Stored data:
_ _ _ _ _ _ _
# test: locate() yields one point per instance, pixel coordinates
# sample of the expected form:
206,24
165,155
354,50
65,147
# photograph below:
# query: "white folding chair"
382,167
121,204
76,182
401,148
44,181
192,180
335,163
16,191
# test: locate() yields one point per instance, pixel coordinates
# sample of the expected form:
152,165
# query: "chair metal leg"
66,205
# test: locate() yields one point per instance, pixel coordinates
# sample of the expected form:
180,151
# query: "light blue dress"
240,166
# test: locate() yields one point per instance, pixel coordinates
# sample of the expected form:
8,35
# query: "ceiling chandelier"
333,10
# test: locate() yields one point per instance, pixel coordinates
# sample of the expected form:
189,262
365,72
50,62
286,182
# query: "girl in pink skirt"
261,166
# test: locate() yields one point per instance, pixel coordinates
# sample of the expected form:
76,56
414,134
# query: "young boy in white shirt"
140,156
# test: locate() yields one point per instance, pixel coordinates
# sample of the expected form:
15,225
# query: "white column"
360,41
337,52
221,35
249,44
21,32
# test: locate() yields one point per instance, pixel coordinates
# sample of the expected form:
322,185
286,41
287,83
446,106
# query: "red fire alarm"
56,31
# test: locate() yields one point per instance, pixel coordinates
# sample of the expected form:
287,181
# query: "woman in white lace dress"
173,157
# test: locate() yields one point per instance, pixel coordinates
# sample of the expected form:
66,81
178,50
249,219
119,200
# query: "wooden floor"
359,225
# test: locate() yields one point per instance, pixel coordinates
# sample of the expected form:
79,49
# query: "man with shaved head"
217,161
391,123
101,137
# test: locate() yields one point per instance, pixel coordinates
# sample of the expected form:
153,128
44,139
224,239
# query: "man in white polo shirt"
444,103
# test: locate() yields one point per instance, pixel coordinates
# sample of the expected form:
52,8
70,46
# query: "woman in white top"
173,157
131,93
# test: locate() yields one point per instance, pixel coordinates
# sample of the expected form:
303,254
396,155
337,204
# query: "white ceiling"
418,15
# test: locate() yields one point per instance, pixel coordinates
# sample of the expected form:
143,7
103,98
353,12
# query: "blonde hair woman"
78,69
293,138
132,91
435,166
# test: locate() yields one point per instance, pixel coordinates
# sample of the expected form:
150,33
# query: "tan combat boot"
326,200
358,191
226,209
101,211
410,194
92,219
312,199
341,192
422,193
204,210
_ _ _ _ _ _ _
About this task:
Return the complete material exactly as it reads.

Answer box:
# test: locate() yields one point per instance, pixel coordinates
# sample of the expected form:
206,24
165,155
354,50
65,147
# photograph below:
# query: "white folding chair"
382,167
121,204
76,182
401,148
44,181
192,180
335,163
16,191
# test: locate() yields one point per instance, pixel coordinates
# sample of the expected form:
152,165
# query: "chair metal leg"
66,205
# test: locate() yields one point per instance, pixel coordinates
# sample of the expected form:
180,151
# query: "light blue dress"
240,166
# test: locate() yields one point per instance, pixel coordinates
# sample of the expected form:
8,35
# query: "ceiling chandelier"
333,10
# test: locate() yields one point per instance, pixel coordinates
# sample of the expected form:
189,262
365,72
50,62
286,182
# query: "girl in pink skirt"
261,166
# test: locate() yields one point per instance, pixel coordinates
# sample of the expected form:
76,56
414,134
# query: "young boy in white shirt"
140,156
# test: locate() yields one point per instance, pixel coordinates
# sample of the expected form:
15,225
# query: "white column"
360,41
337,52
221,35
249,44
21,32
# test: locate() yields one point per instance, pixel coordinates
# sample of the expected form:
322,185
286,41
287,83
446,106
# query: "red fire alarm"
56,31
# test: locate() yields one point per instance, pixel coordinates
# sample of the expected form:
287,181
# query: "woman in white lace dress"
173,157
# test: locate() yields one point per instance, pixel coordinates
# sample of the expected form:
66,81
178,50
249,219
119,200
# query: "wooden floor"
359,225
# test: locate() yields one point per instance, pixel coordinates
# sample of the expected form:
79,49
# query: "man with shaved head"
217,161
391,123
101,137
# test: locate() yields one point per instance, pixel coordinates
# sample of the expected form:
153,128
44,139
224,239
# query: "man in white polo shirt"
444,103
# test: locate() yields one point per instance, pixel coordinates
# sample of the expected form:
52,8
70,46
# query: "woman in white top"
173,157
131,93
# test: locate() yields one point per instance, pixel coordinates
# sample of the expected form:
303,254
396,155
337,204
# query: "white ceiling"
418,15
# test: locate() yields one point per instance, pixel coordinates
# sample of the expected form:
143,7
103,98
353,12
# query: "blonde hair woman"
78,69
293,138
132,91
435,166
# test: locate() yields one point per instance, pixel coordinates
# sample of the expected form:
150,33
# query: "tan combat boot"
326,200
358,191
226,209
101,211
410,194
92,219
312,199
341,192
422,193
204,210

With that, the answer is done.